Which lines of the records hold the string "blue"? Report only how many of them there are.

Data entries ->

- - - - - - -

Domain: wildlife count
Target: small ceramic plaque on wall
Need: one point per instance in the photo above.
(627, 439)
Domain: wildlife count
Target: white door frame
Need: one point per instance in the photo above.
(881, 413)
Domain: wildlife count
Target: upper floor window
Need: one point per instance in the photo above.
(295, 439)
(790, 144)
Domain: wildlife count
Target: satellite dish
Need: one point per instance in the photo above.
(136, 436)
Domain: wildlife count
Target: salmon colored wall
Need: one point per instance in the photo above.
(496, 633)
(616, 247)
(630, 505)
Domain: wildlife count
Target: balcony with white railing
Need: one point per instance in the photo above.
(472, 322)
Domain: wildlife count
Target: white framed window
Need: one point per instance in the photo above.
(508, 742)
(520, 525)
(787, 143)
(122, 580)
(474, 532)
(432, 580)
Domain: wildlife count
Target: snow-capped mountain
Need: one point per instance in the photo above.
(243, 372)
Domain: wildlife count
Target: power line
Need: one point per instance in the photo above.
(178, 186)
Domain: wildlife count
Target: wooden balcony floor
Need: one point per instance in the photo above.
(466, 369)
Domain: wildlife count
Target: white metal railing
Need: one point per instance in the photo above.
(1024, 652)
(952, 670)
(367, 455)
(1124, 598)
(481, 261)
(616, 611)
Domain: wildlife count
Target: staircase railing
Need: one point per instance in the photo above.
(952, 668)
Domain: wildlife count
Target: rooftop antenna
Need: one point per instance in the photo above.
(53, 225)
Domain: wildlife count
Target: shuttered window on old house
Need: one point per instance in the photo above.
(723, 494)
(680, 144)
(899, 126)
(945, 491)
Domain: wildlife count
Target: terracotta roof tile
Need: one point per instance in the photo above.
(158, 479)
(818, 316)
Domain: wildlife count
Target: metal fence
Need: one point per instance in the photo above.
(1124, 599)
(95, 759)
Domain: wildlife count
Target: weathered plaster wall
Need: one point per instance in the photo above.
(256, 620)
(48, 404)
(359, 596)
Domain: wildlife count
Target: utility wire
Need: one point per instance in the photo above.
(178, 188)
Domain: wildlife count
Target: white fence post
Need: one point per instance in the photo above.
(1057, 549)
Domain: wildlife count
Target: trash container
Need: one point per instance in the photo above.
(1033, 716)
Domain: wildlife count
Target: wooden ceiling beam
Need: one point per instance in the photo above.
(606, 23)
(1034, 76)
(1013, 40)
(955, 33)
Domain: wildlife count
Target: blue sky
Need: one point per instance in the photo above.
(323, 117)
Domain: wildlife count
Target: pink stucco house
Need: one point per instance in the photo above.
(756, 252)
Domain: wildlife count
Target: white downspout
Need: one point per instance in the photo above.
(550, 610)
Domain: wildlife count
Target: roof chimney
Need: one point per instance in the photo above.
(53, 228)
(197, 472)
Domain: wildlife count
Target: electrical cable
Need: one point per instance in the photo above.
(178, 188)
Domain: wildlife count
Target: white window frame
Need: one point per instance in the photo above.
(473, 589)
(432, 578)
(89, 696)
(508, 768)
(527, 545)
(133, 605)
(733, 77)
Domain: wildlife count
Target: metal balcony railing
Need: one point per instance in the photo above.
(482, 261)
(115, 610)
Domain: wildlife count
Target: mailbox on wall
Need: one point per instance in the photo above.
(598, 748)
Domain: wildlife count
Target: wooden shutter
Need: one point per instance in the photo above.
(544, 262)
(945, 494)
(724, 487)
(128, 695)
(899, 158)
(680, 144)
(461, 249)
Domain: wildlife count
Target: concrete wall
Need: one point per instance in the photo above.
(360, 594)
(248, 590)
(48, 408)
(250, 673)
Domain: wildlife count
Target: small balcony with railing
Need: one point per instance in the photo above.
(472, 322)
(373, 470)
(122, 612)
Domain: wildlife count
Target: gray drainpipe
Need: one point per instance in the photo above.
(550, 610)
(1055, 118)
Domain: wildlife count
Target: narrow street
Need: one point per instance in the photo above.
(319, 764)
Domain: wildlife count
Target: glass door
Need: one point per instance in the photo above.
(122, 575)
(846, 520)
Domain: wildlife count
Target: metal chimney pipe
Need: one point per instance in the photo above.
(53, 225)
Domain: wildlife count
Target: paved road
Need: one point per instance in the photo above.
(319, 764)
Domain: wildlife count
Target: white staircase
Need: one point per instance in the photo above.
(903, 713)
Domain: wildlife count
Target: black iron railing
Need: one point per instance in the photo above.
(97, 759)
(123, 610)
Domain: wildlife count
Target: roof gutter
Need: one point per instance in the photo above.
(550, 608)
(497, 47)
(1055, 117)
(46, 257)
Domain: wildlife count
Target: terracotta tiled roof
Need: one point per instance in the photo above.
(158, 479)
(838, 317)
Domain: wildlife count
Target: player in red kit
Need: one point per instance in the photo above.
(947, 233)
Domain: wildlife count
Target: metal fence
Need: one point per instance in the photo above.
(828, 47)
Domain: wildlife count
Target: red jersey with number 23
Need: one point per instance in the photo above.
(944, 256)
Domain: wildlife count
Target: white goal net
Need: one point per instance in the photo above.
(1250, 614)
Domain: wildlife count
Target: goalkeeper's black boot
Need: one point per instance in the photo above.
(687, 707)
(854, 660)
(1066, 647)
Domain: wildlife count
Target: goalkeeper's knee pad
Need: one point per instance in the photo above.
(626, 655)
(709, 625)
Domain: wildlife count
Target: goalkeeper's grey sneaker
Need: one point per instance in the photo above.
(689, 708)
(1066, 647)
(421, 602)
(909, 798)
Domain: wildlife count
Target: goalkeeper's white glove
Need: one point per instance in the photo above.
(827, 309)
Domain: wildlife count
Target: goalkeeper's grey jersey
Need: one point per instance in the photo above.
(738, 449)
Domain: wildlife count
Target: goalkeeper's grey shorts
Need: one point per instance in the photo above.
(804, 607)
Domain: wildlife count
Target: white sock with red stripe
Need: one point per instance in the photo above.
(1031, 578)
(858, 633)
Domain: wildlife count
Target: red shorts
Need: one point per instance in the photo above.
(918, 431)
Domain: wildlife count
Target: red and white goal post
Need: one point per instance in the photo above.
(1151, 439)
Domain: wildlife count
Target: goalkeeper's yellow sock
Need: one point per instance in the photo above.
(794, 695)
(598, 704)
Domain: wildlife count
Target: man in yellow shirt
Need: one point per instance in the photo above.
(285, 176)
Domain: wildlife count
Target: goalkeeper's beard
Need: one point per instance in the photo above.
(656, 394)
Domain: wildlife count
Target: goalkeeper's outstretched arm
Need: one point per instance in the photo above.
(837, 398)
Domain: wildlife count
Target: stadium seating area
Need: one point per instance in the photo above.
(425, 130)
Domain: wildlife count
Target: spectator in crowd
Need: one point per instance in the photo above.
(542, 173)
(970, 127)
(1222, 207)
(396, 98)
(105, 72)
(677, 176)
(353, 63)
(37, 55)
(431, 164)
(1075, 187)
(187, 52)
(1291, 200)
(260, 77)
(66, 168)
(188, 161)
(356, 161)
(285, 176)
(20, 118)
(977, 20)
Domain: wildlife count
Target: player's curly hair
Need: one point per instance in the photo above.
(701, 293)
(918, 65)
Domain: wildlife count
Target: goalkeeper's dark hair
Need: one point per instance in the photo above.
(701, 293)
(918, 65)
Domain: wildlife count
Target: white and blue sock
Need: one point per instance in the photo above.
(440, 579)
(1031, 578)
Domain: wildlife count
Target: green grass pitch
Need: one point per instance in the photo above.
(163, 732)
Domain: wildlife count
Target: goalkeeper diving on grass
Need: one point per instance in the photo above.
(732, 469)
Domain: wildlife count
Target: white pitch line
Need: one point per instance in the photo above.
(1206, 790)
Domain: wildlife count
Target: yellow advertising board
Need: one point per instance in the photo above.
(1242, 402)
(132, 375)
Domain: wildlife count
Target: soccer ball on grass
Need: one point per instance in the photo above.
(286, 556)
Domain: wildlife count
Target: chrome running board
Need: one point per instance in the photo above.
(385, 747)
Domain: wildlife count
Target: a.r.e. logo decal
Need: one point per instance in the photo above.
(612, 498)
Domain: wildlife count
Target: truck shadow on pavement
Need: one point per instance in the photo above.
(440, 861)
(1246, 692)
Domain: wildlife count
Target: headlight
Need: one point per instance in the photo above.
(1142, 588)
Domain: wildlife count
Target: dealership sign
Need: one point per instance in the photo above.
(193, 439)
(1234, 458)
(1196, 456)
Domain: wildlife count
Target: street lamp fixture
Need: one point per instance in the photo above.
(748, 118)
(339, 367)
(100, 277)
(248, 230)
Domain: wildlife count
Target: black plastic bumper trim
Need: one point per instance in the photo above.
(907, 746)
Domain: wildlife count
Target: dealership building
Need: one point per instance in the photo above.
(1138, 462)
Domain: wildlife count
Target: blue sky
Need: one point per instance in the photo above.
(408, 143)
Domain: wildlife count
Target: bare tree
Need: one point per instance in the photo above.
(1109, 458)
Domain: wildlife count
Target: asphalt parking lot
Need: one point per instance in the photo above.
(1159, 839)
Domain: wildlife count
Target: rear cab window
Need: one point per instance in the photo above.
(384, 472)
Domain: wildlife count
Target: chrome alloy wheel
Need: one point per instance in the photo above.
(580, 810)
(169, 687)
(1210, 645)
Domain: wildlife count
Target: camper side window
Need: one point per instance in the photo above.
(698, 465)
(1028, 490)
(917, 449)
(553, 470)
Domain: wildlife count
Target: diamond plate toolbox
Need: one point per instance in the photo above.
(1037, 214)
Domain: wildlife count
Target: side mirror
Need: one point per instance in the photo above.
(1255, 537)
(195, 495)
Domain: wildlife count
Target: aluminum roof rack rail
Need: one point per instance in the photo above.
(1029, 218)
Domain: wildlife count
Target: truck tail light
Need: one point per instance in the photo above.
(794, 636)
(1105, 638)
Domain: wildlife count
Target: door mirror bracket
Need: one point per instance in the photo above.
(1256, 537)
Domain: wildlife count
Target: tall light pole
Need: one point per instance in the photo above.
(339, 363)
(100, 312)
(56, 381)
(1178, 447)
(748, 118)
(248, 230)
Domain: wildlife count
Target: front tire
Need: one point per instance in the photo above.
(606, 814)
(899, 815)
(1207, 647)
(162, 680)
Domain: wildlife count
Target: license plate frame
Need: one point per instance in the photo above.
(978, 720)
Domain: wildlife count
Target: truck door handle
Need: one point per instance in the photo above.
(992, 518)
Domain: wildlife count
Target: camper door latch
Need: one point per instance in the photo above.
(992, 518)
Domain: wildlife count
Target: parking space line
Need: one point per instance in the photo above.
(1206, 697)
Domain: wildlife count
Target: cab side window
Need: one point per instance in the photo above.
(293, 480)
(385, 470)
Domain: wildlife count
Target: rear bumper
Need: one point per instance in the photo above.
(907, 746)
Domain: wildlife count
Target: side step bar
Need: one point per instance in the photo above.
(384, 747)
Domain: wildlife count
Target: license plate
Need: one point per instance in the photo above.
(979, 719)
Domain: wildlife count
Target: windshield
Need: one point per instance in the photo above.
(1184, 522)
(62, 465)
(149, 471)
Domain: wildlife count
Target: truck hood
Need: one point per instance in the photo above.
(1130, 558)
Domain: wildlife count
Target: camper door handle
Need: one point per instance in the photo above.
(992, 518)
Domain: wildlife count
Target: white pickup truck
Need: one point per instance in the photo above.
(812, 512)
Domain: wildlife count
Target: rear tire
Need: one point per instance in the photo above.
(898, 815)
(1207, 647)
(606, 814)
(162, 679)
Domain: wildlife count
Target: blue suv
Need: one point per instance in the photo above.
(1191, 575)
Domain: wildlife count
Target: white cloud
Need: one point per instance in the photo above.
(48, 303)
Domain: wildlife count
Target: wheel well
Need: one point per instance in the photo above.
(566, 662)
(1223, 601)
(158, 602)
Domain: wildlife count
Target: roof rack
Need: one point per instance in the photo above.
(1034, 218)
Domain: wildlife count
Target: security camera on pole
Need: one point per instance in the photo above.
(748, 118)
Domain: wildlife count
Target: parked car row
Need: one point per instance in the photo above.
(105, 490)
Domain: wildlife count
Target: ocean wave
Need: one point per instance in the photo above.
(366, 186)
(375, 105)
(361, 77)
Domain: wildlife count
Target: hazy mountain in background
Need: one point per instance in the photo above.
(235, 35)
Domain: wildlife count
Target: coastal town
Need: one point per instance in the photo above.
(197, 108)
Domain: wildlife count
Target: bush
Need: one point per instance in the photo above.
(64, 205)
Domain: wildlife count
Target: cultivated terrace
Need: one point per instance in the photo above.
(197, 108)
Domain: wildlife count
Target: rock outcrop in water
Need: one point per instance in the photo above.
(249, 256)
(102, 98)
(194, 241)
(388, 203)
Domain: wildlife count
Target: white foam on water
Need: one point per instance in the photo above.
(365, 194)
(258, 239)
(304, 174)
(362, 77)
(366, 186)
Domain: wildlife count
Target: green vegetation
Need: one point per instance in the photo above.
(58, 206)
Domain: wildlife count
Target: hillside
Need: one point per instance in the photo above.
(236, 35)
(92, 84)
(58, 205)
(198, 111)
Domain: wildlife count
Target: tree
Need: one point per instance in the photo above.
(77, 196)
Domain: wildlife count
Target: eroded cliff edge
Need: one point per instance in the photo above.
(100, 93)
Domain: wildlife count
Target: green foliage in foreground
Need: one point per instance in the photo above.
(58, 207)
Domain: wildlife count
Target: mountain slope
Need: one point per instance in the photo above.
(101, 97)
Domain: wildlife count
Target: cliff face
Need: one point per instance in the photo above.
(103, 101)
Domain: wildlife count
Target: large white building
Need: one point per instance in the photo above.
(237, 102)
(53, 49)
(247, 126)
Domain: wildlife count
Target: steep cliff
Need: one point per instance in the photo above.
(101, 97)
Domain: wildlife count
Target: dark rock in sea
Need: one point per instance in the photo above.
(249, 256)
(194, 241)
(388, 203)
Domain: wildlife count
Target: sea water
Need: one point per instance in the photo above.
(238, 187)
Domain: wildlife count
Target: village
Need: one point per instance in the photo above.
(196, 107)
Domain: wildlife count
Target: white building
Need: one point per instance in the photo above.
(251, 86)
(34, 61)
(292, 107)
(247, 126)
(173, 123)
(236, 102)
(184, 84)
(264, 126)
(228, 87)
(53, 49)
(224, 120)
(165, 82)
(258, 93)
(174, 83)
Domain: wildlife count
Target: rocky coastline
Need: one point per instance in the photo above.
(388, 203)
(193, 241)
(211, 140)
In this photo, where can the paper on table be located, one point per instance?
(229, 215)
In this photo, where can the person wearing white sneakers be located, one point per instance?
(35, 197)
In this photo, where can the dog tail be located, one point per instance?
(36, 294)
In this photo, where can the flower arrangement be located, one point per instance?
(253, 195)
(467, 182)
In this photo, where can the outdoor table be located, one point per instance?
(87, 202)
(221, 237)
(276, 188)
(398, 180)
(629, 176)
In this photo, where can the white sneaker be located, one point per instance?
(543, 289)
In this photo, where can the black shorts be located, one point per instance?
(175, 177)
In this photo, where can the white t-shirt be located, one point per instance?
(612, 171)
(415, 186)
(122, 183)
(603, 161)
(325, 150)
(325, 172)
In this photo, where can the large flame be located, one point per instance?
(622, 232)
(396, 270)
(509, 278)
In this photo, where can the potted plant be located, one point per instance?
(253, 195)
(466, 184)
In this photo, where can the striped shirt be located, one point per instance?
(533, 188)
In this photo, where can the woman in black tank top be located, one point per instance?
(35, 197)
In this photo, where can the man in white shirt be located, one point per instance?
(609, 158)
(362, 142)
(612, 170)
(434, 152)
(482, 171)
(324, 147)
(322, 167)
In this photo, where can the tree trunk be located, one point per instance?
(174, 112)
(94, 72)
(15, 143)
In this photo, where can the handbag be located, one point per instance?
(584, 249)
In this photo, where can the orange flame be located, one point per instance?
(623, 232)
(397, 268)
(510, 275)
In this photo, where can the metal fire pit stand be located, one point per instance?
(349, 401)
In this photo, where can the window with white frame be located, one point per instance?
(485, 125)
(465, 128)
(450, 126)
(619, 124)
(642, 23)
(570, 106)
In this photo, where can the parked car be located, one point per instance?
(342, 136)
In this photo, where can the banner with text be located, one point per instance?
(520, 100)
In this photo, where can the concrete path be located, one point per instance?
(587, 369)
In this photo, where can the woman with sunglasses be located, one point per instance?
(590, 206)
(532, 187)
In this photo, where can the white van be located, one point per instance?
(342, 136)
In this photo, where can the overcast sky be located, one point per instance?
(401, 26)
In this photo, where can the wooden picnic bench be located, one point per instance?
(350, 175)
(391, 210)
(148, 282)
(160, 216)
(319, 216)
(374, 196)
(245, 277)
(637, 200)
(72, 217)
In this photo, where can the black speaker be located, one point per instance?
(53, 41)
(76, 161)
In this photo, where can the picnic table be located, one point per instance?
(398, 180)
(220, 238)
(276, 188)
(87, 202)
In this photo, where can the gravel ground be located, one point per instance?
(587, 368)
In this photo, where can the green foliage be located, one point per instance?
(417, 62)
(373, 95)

- - - - - - -

Solution to this problem -> 4